원본 데이터:
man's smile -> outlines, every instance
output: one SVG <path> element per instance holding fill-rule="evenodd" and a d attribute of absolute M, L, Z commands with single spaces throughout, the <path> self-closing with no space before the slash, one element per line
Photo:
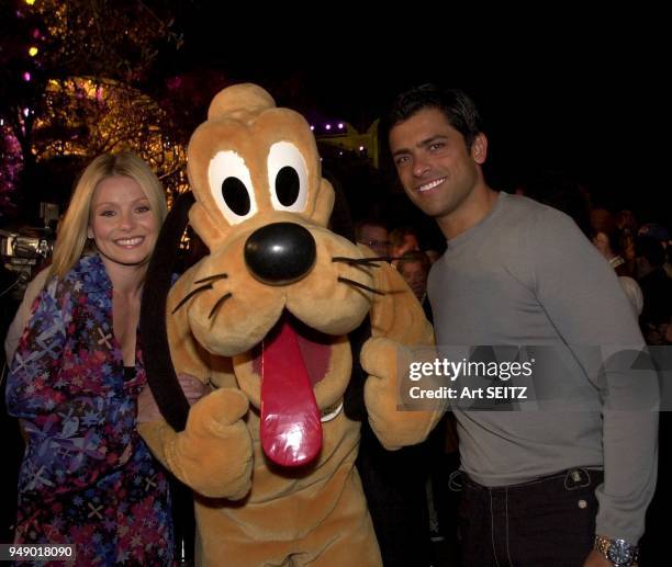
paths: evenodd
<path fill-rule="evenodd" d="M 416 186 L 415 191 L 417 191 L 418 193 L 423 193 L 425 191 L 429 191 L 430 189 L 434 189 L 438 185 L 440 185 L 444 181 L 446 181 L 447 178 L 439 178 L 439 179 L 435 179 L 434 181 L 429 181 L 428 183 L 425 183 L 423 185 Z"/>

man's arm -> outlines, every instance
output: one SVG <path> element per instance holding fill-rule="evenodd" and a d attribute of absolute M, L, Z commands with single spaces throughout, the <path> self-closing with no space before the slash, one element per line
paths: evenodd
<path fill-rule="evenodd" d="M 596 533 L 636 544 L 656 488 L 657 373 L 630 370 L 632 352 L 646 348 L 637 321 L 614 271 L 574 223 L 546 209 L 530 230 L 538 299 L 603 402 L 605 481 L 596 489 Z M 586 356 L 593 345 L 602 349 L 602 368 Z"/>

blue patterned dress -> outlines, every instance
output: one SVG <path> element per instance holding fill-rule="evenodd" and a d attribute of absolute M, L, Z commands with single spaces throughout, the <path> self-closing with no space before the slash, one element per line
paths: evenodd
<path fill-rule="evenodd" d="M 41 293 L 8 378 L 9 412 L 29 435 L 18 543 L 75 544 L 77 565 L 171 564 L 168 483 L 135 428 L 137 348 L 131 374 L 112 283 L 99 256 L 85 257 Z"/>

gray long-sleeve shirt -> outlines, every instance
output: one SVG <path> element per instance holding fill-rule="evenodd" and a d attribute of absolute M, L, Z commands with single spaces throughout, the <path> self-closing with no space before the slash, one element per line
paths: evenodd
<path fill-rule="evenodd" d="M 596 533 L 637 542 L 656 487 L 657 375 L 628 371 L 618 355 L 601 372 L 601 360 L 643 340 L 614 271 L 575 224 L 501 193 L 484 219 L 448 242 L 428 294 L 445 352 L 531 345 L 555 353 L 530 378 L 538 402 L 456 409 L 463 469 L 504 486 L 604 468 Z"/>

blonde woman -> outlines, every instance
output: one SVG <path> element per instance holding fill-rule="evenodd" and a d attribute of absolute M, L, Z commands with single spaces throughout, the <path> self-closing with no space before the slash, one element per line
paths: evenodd
<path fill-rule="evenodd" d="M 168 483 L 135 429 L 141 293 L 165 217 L 141 158 L 96 158 L 11 365 L 8 407 L 27 435 L 15 541 L 74 544 L 78 565 L 172 560 Z"/>

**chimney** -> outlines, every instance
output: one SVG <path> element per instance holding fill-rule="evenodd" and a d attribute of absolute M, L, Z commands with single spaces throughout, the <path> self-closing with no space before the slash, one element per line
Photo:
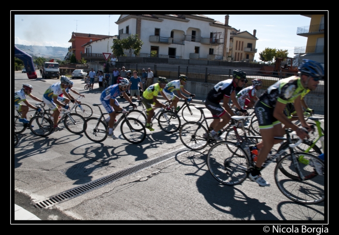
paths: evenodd
<path fill-rule="evenodd" d="M 230 16 L 226 15 L 225 16 L 225 25 L 229 25 L 229 19 L 230 18 Z"/>

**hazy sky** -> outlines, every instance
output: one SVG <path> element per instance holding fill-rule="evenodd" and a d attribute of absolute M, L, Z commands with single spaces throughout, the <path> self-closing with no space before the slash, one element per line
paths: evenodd
<path fill-rule="evenodd" d="M 67 13 L 67 12 L 62 12 Z M 70 12 L 71 13 L 72 12 Z M 85 33 L 114 35 L 118 34 L 118 20 L 120 15 L 106 14 L 108 12 L 79 12 L 80 13 L 98 15 L 53 15 L 58 12 L 50 12 L 51 15 L 28 15 L 46 14 L 48 12 L 18 12 L 22 15 L 14 15 L 11 18 L 11 25 L 14 24 L 14 43 L 24 45 L 36 45 L 68 47 L 71 46 L 68 42 L 72 32 Z M 112 12 L 114 12 L 112 11 Z M 128 13 L 139 12 L 129 11 Z M 181 12 L 173 12 L 173 14 Z M 257 30 L 256 48 L 255 60 L 260 61 L 259 52 L 265 47 L 287 49 L 289 56 L 294 56 L 294 47 L 306 46 L 307 38 L 296 35 L 297 28 L 309 25 L 310 18 L 300 15 L 233 15 L 237 12 L 216 12 L 223 15 L 207 15 L 206 12 L 192 12 L 195 14 L 204 15 L 216 20 L 225 23 L 225 16 L 229 15 L 229 25 L 241 31 L 247 31 L 253 34 L 253 30 Z M 241 12 L 244 13 L 244 12 Z M 295 13 L 301 13 L 298 11 Z M 120 12 L 121 13 L 121 12 Z M 148 12 L 144 14 L 159 13 L 159 12 Z M 185 13 L 190 13 L 185 12 Z M 213 13 L 213 12 L 208 12 Z M 277 12 L 283 14 L 283 12 Z M 293 13 L 288 12 L 285 13 Z M 170 14 L 166 12 L 166 14 Z M 255 14 L 255 12 L 248 12 Z M 13 30 L 13 27 L 12 28 Z M 109 34 L 108 34 L 109 33 Z M 13 37 L 12 33 L 11 34 Z M 13 43 L 13 38 L 11 38 Z"/>

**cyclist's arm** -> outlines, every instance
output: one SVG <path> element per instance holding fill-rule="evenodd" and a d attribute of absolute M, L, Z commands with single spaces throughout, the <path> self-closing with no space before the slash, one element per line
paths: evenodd
<path fill-rule="evenodd" d="M 43 101 L 41 100 L 40 99 L 39 99 L 39 98 L 37 98 L 37 97 L 34 96 L 32 94 L 30 94 L 29 95 L 30 95 L 30 97 L 31 98 L 33 99 L 33 100 L 35 100 L 36 101 L 38 101 L 38 102 L 43 102 Z"/>

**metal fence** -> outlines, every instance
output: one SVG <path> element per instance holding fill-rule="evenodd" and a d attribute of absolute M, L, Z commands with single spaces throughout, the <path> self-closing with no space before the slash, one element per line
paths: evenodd
<path fill-rule="evenodd" d="M 142 69 L 147 71 L 148 68 L 154 73 L 154 78 L 164 77 L 170 79 L 178 79 L 180 74 L 185 74 L 189 81 L 216 84 L 220 81 L 229 79 L 232 77 L 232 72 L 234 69 L 213 68 L 209 67 L 193 67 L 180 65 L 168 65 L 145 63 L 117 63 L 117 68 L 124 66 L 126 70 L 137 71 L 139 75 L 141 75 Z M 248 80 L 247 86 L 251 85 L 253 79 L 260 78 L 262 81 L 262 90 L 267 89 L 270 86 L 279 80 L 295 75 L 293 73 L 284 72 L 274 72 L 242 69 L 246 73 L 246 77 Z M 270 73 L 273 74 L 269 74 Z M 324 97 L 324 81 L 320 80 L 315 91 L 311 91 L 309 94 L 312 95 Z"/>

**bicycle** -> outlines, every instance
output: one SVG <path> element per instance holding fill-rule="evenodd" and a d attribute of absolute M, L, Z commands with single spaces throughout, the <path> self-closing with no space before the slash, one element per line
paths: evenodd
<path fill-rule="evenodd" d="M 77 99 L 77 101 L 79 101 L 82 99 L 83 96 L 79 96 Z M 75 108 L 75 112 L 78 114 L 81 115 L 82 117 L 85 119 L 87 119 L 91 117 L 93 114 L 93 110 L 89 105 L 85 104 L 78 104 L 77 102 L 74 102 L 74 105 L 70 109 L 71 112 Z"/>
<path fill-rule="evenodd" d="M 146 126 L 147 120 L 147 109 L 141 101 L 138 101 L 139 104 L 141 104 L 142 110 L 131 110 L 128 114 L 128 116 L 132 117 L 138 120 L 140 120 L 144 125 Z M 163 104 L 165 104 L 163 103 Z M 154 112 L 154 116 L 151 121 L 151 126 L 153 125 L 153 120 L 156 119 L 158 120 L 159 126 L 164 131 L 167 133 L 172 133 L 177 131 L 180 128 L 181 122 L 180 118 L 178 114 L 171 110 L 164 110 L 161 107 L 153 107 L 153 110 L 159 109 L 157 112 Z"/>
<path fill-rule="evenodd" d="M 309 153 L 295 152 L 293 148 L 302 142 L 305 142 L 305 141 L 292 139 L 292 130 L 286 129 L 286 138 L 275 137 L 284 141 L 284 143 L 276 154 L 266 159 L 262 169 L 277 159 L 275 180 L 282 194 L 298 203 L 320 203 L 324 198 L 324 162 Z M 210 172 L 216 180 L 226 185 L 235 185 L 243 182 L 256 164 L 247 146 L 251 143 L 248 140 L 261 138 L 261 136 L 245 135 L 243 138 L 238 135 L 238 137 L 237 142 L 222 141 L 215 144 L 207 155 Z M 228 151 L 230 149 L 232 151 Z M 290 153 L 281 157 L 288 150 Z M 305 159 L 304 162 L 298 160 L 300 156 L 303 156 Z"/>
<path fill-rule="evenodd" d="M 207 144 L 212 146 L 216 142 L 216 140 L 210 136 L 210 128 L 207 123 L 207 120 L 220 119 L 220 118 L 216 117 L 206 117 L 202 110 L 204 109 L 207 109 L 206 107 L 195 106 L 195 108 L 200 111 L 202 116 L 202 121 L 201 122 L 188 122 L 185 123 L 180 128 L 179 136 L 181 142 L 185 146 L 192 150 L 200 150 L 205 148 Z M 231 119 L 234 120 L 233 122 L 236 122 L 239 119 L 239 117 L 233 116 L 231 117 Z M 229 123 L 220 130 L 218 134 L 219 136 L 223 138 L 225 137 L 226 140 L 227 135 L 224 136 L 224 134 L 234 124 L 232 124 L 231 122 Z M 247 128 L 244 128 L 248 133 L 254 135 L 252 131 Z"/>
<path fill-rule="evenodd" d="M 50 113 L 50 110 L 46 110 L 41 106 L 42 111 L 40 115 L 32 118 L 29 125 L 32 132 L 36 135 L 46 137 L 50 135 L 53 130 L 54 118 Z M 61 114 L 61 118 L 58 120 L 58 124 L 63 121 L 66 128 L 73 134 L 81 134 L 84 132 L 85 119 L 80 114 L 71 113 L 69 110 L 62 109 Z M 34 124 L 33 126 L 31 126 Z"/>
<path fill-rule="evenodd" d="M 93 106 L 97 107 L 100 111 L 99 118 L 92 117 L 86 121 L 85 135 L 88 139 L 94 142 L 102 142 L 107 138 L 108 133 L 108 123 L 105 118 L 104 115 L 108 113 L 103 113 L 100 106 L 101 104 L 93 104 Z M 129 105 L 123 107 L 124 109 L 130 106 Z M 116 113 L 122 113 L 121 111 L 116 112 Z M 132 143 L 139 143 L 142 142 L 146 138 L 146 129 L 145 126 L 138 119 L 127 116 L 128 112 L 123 113 L 120 118 L 117 121 L 113 126 L 113 130 L 120 122 L 123 122 L 120 125 L 120 131 L 123 138 L 128 141 Z"/>

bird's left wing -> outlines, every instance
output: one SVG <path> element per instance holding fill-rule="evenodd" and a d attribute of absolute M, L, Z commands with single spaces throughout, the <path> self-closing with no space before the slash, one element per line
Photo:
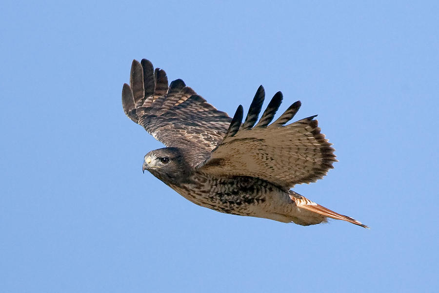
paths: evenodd
<path fill-rule="evenodd" d="M 146 59 L 133 61 L 130 84 L 122 90 L 125 114 L 167 146 L 196 155 L 194 164 L 210 156 L 232 119 L 186 86 L 180 79 L 169 85 L 164 71 Z"/>
<path fill-rule="evenodd" d="M 285 189 L 322 178 L 337 160 L 316 116 L 284 125 L 299 110 L 298 101 L 269 125 L 282 101 L 278 92 L 255 126 L 264 95 L 261 86 L 243 124 L 242 107 L 238 107 L 225 138 L 199 169 L 217 176 L 258 177 Z"/>

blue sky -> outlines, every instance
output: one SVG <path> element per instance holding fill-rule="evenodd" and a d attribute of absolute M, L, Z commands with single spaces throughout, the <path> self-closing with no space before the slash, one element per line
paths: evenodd
<path fill-rule="evenodd" d="M 6 1 L 0 9 L 0 291 L 434 292 L 436 1 Z M 295 190 L 370 226 L 218 213 L 141 170 L 133 59 L 218 108 L 259 84 L 318 114 L 339 160 Z"/>

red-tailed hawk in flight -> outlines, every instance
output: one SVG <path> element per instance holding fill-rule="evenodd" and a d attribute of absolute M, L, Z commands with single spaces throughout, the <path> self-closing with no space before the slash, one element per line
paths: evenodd
<path fill-rule="evenodd" d="M 165 72 L 143 59 L 133 61 L 122 105 L 130 119 L 167 146 L 145 156 L 143 171 L 193 203 L 304 226 L 329 217 L 367 228 L 290 190 L 325 175 L 337 161 L 334 149 L 320 133 L 317 115 L 287 124 L 299 101 L 271 123 L 282 102 L 280 92 L 258 121 L 264 97 L 260 86 L 242 123 L 241 105 L 231 118 L 181 80 L 168 85 Z"/>

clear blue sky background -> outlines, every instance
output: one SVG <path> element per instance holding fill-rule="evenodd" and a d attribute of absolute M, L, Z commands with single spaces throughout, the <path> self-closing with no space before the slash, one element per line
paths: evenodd
<path fill-rule="evenodd" d="M 437 1 L 6 1 L 1 292 L 437 292 Z M 339 160 L 297 191 L 367 224 L 221 214 L 148 173 L 132 59 L 218 108 L 259 84 Z"/>

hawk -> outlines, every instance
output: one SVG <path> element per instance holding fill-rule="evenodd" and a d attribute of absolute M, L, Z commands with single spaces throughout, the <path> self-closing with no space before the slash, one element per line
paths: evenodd
<path fill-rule="evenodd" d="M 125 114 L 167 147 L 144 157 L 151 172 L 193 203 L 218 211 L 308 226 L 343 220 L 367 228 L 290 189 L 315 182 L 337 162 L 317 115 L 287 124 L 294 103 L 274 122 L 282 102 L 276 93 L 258 121 L 265 91 L 259 87 L 242 123 L 208 103 L 181 79 L 168 85 L 164 71 L 134 60 L 122 89 Z"/>

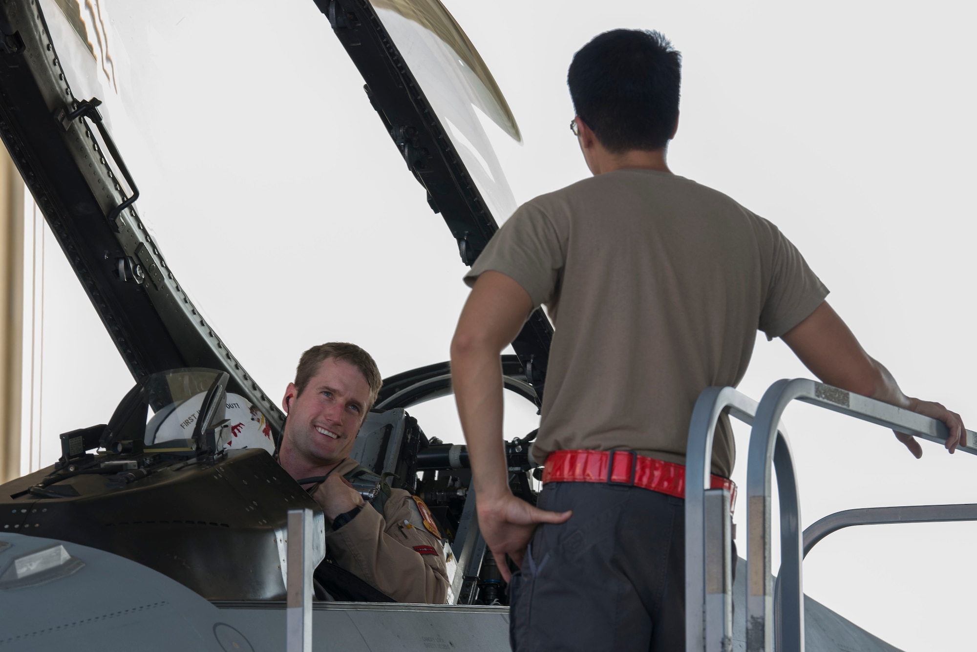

◆ **주어진 지시**: 목록에서 "arm** -> outlines, every instance" 문구가 든 줄과 "142 69 L 147" 문구가 든 줄 사이를 두 줄 모두 포함하여 두 열짜리 CSV로 바꿔 주세요. 열 이름은 입력과 출력으로 하고, 답 하나마다 한 행을 만드세요. 입력 열에는 그 답 앞의 글을, 출력 열에는 답을 넣되, 각 값은 따옴표로 감싼 한 칸에 담고 줄바꿈은 공백으로 바꾸세요.

◆ **이 과제의 답**:
입력,출력
"**cyclist's arm** -> outlines, every instance output: one SVG <path> element per instance holding fill-rule=""evenodd"" and a d attribute of absolute M, L, Z commands with single spaces throughout, the <path> self-closing with no space before the slash, one element per line paths: evenodd","<path fill-rule=""evenodd"" d=""M 43 101 L 41 100 L 40 99 L 39 99 L 39 98 L 37 98 L 37 97 L 34 96 L 32 94 L 30 94 L 29 95 L 30 95 L 30 97 L 31 98 L 33 99 L 33 100 L 35 100 L 36 101 L 38 101 L 38 102 L 43 102 Z""/>"
"**metal fence** -> outlines, every instance output: one SVG <path> element per instance holding fill-rule=""evenodd"" and a d attribute of absolute M, L, Z commands with single spaces throughout, the <path> self-closing with no space before the slash, one element per line paths: evenodd","<path fill-rule=""evenodd"" d=""M 142 69 L 147 71 L 148 68 L 154 73 L 154 78 L 164 77 L 170 79 L 178 79 L 180 74 L 185 74 L 189 81 L 216 84 L 220 81 L 229 79 L 232 77 L 232 72 L 234 69 L 213 68 L 209 67 L 193 67 L 180 65 L 168 65 L 145 63 L 117 63 L 117 68 L 124 66 L 126 70 L 137 71 L 139 75 L 141 75 Z M 248 80 L 247 86 L 251 85 L 253 79 L 260 78 L 262 81 L 262 90 L 267 89 L 270 86 L 279 80 L 295 75 L 293 73 L 284 72 L 274 72 L 242 69 L 246 73 L 246 77 Z M 270 73 L 273 74 L 269 74 Z M 324 97 L 324 81 L 320 80 L 315 91 L 311 91 L 309 94 L 312 95 Z""/>"